VNX-BASH-004 – Unquoted Variable Used in Command or Test
Overview
This rule flags lines in Bash or shell scripts (.sh, .bash) where a variable reference $VAR appears inside a single-bracket [ ] test expression without surrounding double-quotes. The rule specifically targets the older POSIX [ ] test construct rather than the Bash-extended [[ ]], which handles word splitting internally. Lines that are commented out or that use [[ ]] are excluded.
When a variable is unquoted inside [ ], the shell performs word splitting on its value before passing it to the test command. A variable containing a space becomes two separate tokens, causing the test to receive the wrong number of arguments and behave unexpectedly or throw a syntax error. A value containing glob characters such as * or ? triggers filename expansion, potentially matching unintended files from the working directory.
The security impact is more direct when the variable value is attacker-controlled. An adversary who can set a variable to a string with carefully placed spaces or shell metacharacters can manipulate conditional logic, bypass checks, or inject additional arguments into the test command.

Required task a:
Revise the rule description from "VNX-BASH-004 – Unquoted" up to and including "[[ ]] are excluded.", replacing "flags" with "reports".
The rule description and the records come from unrelated sources.

Records for this task:
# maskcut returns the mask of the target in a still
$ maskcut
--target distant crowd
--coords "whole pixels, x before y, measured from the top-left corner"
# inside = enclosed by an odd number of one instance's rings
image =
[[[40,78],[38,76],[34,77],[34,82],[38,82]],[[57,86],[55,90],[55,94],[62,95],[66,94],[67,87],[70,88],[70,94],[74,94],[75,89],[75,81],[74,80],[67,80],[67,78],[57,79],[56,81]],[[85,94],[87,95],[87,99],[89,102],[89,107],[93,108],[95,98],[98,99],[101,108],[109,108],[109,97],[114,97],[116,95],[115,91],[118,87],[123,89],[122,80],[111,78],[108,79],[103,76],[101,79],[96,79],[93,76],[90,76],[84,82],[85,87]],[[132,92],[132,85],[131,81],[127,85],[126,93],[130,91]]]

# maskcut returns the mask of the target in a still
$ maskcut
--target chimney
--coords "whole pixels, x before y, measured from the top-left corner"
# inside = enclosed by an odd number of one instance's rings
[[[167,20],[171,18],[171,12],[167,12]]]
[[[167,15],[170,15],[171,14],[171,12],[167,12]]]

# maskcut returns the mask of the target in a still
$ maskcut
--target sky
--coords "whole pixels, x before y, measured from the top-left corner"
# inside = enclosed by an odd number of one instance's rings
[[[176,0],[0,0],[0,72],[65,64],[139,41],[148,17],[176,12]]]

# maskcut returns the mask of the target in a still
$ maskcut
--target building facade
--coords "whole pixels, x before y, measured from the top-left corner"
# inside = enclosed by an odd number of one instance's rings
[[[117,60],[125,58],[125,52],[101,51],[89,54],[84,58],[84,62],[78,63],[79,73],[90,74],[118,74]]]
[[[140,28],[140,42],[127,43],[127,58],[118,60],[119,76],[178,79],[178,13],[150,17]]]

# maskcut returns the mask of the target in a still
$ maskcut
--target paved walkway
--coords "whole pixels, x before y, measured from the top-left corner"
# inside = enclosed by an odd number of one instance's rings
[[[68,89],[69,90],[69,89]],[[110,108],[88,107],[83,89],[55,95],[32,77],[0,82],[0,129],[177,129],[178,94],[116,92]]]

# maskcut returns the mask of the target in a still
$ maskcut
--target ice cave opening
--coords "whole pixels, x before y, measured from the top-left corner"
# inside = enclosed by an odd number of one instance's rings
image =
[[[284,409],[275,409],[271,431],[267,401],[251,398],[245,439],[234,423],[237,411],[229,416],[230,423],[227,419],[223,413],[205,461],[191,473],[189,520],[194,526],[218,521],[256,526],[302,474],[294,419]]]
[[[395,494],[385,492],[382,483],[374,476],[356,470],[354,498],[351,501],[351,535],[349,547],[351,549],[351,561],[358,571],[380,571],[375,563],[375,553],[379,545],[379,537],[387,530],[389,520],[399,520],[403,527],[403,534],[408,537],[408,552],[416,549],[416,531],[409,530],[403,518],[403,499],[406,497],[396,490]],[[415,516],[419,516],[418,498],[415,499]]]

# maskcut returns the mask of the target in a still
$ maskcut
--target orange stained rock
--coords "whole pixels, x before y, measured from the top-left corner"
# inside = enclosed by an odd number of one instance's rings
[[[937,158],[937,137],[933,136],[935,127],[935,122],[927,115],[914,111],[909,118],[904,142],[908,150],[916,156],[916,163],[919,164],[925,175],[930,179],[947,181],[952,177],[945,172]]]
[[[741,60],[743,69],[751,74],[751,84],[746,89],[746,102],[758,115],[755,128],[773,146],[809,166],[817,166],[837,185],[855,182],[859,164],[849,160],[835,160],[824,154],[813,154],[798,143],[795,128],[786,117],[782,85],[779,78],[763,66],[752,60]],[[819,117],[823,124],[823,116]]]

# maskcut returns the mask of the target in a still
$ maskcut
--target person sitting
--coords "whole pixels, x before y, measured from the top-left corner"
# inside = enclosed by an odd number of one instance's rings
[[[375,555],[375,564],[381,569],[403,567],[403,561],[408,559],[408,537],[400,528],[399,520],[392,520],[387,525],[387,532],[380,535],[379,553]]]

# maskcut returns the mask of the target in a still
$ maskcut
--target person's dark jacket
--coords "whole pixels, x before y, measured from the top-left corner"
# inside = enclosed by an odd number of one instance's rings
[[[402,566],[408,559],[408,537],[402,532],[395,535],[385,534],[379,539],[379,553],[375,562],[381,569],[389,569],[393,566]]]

Required task b:
Turn the records, from their first line up to and including the line with "[[[167,15],[170,15],[171,14],[171,12],[167,12]]]", into a numbered list, leaving out blank lines.

Correct answer a:
VNX-BASH-004 – Unquoted Variable Used in Command or Test
Overview
This rule reports lines in Bash or shell scripts (.sh, .bash) where a variable reference $VAR appears inside a single-bracket [ ] test expression without surrounding double-quotes. The rule specifically targets the older POSIX [ ] test construct rather than the Bash-extended [[ ]], which handles word splitting internally. Lines that are commented out or that use [[ ]] are excluded.

Correct answer b:
1. # maskcut returns the mask of the target in a still
2. $ maskcut
3. --target distant crowd
4. --coords "whole pixels, x before y, measured from the top-left corner"
5. # inside = enclosed by an odd number of one instance's rings
6. image =
7. [[[40,78],[38,76],[34,77],[34,82],[38,82]],[[57,86],[55,90],[55,94],[62,95],[66,94],[67,87],[70,88],[70,94],[74,94],[75,89],[75,81],[74,80],[67,80],[67,78],[57,79],[56,81]],[[85,94],[87,95],[87,99],[89,102],[89,107],[93,108],[95,98],[98,99],[101,108],[109,108],[109,97],[114,97],[116,95],[115,91],[118,87],[123,89],[122,80],[111,78],[108,79],[103,76],[101,79],[96,79],[93,76],[90,76],[84,82],[85,87]],[[132,92],[132,85],[131,81],[127,85],[126,93],[130,91]]]
8. # maskcut returns the mask of the target in a still
9. $ maskcut
10. --target chimney
11. --coords "whole pixels, x before y, measured from the top-left corner"
12. # inside = enclosed by an odd number of one instance's rings
13. [[[167,20],[171,18],[171,12],[167,12]]]
14. [[[167,15],[170,15],[171,14],[171,12],[167,12]]]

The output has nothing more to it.